> Page excerpt:
▬▬▬▬▬▬
Peter J. Nickles will join the Fenty Administration and serve as general counsel to the mayor, bringing decades of expertise in pubic service law.

An attorney since 1964, today, Nickles is a senior litigation partner at Covington and Burling. Throughout his career, he untiringly fought for the rights of poor and disadvantaged persons through social, institutional and political reform. Nickles' commitment to public service dates back to his early days as a lawyer when he was counsel to the Jackson State Force and the Kent State Force, reporting to the Scranton Commission on Campus Unrest from 1968-1970. From 1970-1975, he co-chaired Covington's program at Neighborhood Legal Services Program (NLSP) in Washington, DC. And from 1980-1992, he served as an adjunct professor at Howard University.

Protecting the rights of the District's most marginalized citizens is what Nickles is most passionate about. As class counsel in Dixon v. Barry, filed in 1974, he helped secure significant relief for thousands of homeless and mentally retarded residents of the District of Columbia. This case, which required nearly 30 years of litigation, resulted in the creation of community-based services for persons with mental illness.
▬▬▬▬▬▬
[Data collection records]
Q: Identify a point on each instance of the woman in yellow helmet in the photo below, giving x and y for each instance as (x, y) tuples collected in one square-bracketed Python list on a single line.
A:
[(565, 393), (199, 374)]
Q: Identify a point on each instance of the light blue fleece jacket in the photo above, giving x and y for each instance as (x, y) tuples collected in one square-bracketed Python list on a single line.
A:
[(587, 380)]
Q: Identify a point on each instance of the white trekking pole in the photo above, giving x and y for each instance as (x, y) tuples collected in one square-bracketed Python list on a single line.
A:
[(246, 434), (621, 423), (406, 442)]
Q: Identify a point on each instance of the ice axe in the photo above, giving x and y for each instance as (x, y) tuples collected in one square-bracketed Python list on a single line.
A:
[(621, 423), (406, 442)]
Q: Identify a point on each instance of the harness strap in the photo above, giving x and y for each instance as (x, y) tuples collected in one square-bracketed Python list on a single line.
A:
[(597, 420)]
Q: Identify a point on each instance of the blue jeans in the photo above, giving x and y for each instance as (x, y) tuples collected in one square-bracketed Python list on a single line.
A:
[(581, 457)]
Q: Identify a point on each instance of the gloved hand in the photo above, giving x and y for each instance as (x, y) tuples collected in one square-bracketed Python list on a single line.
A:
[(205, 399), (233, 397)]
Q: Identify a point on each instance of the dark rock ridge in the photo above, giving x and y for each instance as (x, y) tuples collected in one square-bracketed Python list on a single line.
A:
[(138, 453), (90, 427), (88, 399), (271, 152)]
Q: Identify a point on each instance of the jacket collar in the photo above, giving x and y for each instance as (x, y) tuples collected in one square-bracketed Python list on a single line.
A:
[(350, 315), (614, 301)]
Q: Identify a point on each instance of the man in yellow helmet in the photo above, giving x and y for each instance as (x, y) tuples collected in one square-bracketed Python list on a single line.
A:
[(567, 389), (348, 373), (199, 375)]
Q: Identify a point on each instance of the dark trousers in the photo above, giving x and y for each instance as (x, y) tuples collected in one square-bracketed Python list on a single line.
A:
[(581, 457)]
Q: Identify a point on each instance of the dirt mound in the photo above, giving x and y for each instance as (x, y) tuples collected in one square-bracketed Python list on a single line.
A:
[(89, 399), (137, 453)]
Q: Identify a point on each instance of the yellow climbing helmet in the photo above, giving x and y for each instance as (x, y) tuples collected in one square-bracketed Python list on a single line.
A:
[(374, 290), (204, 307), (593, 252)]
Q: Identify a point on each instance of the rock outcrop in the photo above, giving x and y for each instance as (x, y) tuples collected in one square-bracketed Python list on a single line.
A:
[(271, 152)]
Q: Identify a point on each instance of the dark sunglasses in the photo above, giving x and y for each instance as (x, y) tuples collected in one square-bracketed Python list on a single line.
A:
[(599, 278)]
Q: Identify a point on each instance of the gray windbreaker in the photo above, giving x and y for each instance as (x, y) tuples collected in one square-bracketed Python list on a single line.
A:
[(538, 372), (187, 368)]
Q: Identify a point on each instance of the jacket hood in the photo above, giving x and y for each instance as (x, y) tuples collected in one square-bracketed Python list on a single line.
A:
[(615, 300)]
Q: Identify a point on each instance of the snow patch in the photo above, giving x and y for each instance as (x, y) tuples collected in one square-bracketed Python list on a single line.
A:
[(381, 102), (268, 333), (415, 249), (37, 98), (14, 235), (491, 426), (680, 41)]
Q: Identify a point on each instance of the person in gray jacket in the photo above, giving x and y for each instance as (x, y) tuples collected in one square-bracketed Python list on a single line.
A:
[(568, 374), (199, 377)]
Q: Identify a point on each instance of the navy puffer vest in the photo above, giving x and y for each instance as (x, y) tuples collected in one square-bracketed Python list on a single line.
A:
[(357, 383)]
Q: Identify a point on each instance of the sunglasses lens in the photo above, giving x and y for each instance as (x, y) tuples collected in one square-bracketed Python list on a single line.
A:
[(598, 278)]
▬▬▬▬▬▬
> Assignment 1: Can you copy the passage on Peter J. Nickles word for word, between "An attorney since" and "at Howard University.", inclusive?
> Assignment 2: Would you carry on the passage about Peter J. Nickles, starting after its last sentence?
The listing has nothing to do with this.

> Written answer 1:
An attorney since 1964, today, Nickles is a senior litigation partner at Covington and Burling. Throughout his career, he untiringly fought for the rights of poor and disadvantaged persons through social, institutional and political reform. Nickles' commitment to public service dates back to his early days as a lawyer when he was counsel to the Jackson State Force and the Kent State Force, reporting to the Scranton Commission on Campus Unrest from 1968-1970. From 1970-1975, he co-chaired Covington's program at Neighborhood Legal Services Program (NLSP) in Washington, DC. And from 1980-1992, he served as an adjunct professor at Howard University.

> Written answer 2:
With an abiding interest in the rights of prisoners, Nickles, in Twelve John Does v. District of Columbia and in John Doe v. District of Columbia, was appointed by the United States District Court to represent all of the prisoners confined to the District of Columbia's Central and Maximum Security Facilities regarding a plethora of unconstitutional conditions. In Inmates of the Modular Facility v. District of Columbia, he skillfully negotiated an effective Consent Decree designed to cure constitutional deficiencies in security, health care, sanitation, and fire safety. In Women Prisoners v. District of Columbia, a class-action litigation brought on behalf of the District's women prisoners, he won an injunction requiring the District of Columbia to provide adequate reproductive health care, to take steps to prevent sexual abuse, harassment and other relief. Under his leadership, these cases have been instrumental in reducing violence, alleviating overcrowding and improving Medicaid and mental health services for prisoners in the District of Columbia.

When the Washingtonian named Nickles one of Washington's 50 Best Lawyers, the magazine wrote: "What distinguishes Nickles from other corporate lawyers is that he probably gives away more hours to good causes than anyone in town." He has donated hundreds of thousands of dollars in attorney's fees to charity.

For his unrelenting years of public service, the District of Columbia Bar Association presented Nickles with the Pro Bono Service Award in May 1998.